**READING TEXT**

--

Abstracts

 Spreading depolarization (SD) is a massive self-regenerative wave of near-complete cellular depolarization, which spontaneously occurs in various epilepsy mouse models. In clinical studies, cortical SDs have been associated with various neurological deficits in brain injury patients, and cerebral blood flow (CBF) deficit during SD is considered as a deleterious mechanism of SD. However, most of the CBF responses during SD were studied in injured brain or SD evoked in anesthetized animals. It is not well understood how SD affects cerebral circulation in awake epilepsy mouse cortex. In the present study, we characterized CBF responses using laser speckle contrast imaging (LSCI) in head-restrained mouse cortex using heterozygous Scn8a gain-of-function (GoF) mutant mice which carry a patient-derived missense mutation (N1768D/+).

Awake head restrained mouse is restrained on the running wheel while cortical EEG, EMG, and nasal respiration were simultaneously monitored. CBF is evaluated using LSCI based on time domain contrast. SD was evoked by intraperitoneal injection of PTZ at subconvulsive dosage.

--

**MATERIAL PROVIDED**

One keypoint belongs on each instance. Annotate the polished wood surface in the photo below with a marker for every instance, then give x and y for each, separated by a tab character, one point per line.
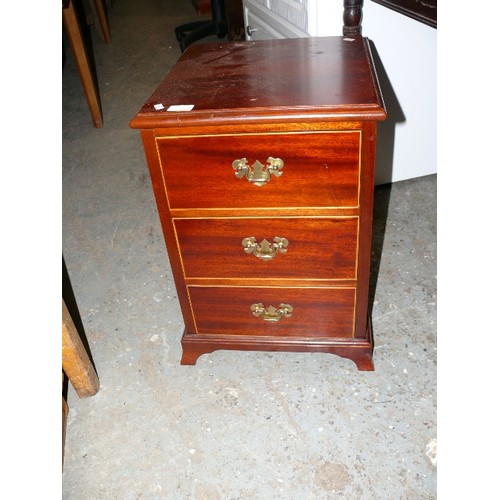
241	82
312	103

--

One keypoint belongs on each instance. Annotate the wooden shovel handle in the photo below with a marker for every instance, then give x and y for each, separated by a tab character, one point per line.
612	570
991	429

--

**TASK REQUIREMENTS**
[1] In the abstract on spreading depolarization, how was SD evoked in the mice?
[2] Write what comes next in the abstract on spreading depolarization in epilepsy mouse cortex, starting after its last sentence.

**ANSWERS FOR EACH ITEM**
[1] By intraperitoneal injection of PTZ at a subconvulsive dosage.

[2]
 In Scn8a^D/+ mice, PTZ at 20-40mg/kg triggered a bilateral SD similar to those detected in chronic DC-band EEG recording, while no spontaneous SD could be detected during our monitoring sessions. In LSCI, SD was detected as a bilateral synchronous wave of hyperfusion, followed by a transient recovery and prolonged hour-lasting hypoperfusion. SD was often accompanied by brief tonic spasms that coincided with apnea and abrupt CBF decrease.  In WT control, PTZ injection at a higher dosage (40-60 mg/kg) triggered SD associated with similar cortical hypoperfusion but was often unilateral and never accompanied by paroxysmal tonic spasm, suggesting the Scn8a^D/+ GOF mutation modifies the downstream excitability of SD.

Our study revealed a prolonged hypoperfusion effect of cortical SD in awake epileptic mice. Such hypoperfusion by spontaneous interictal SD may contribute to neurological deficits independently of seizures.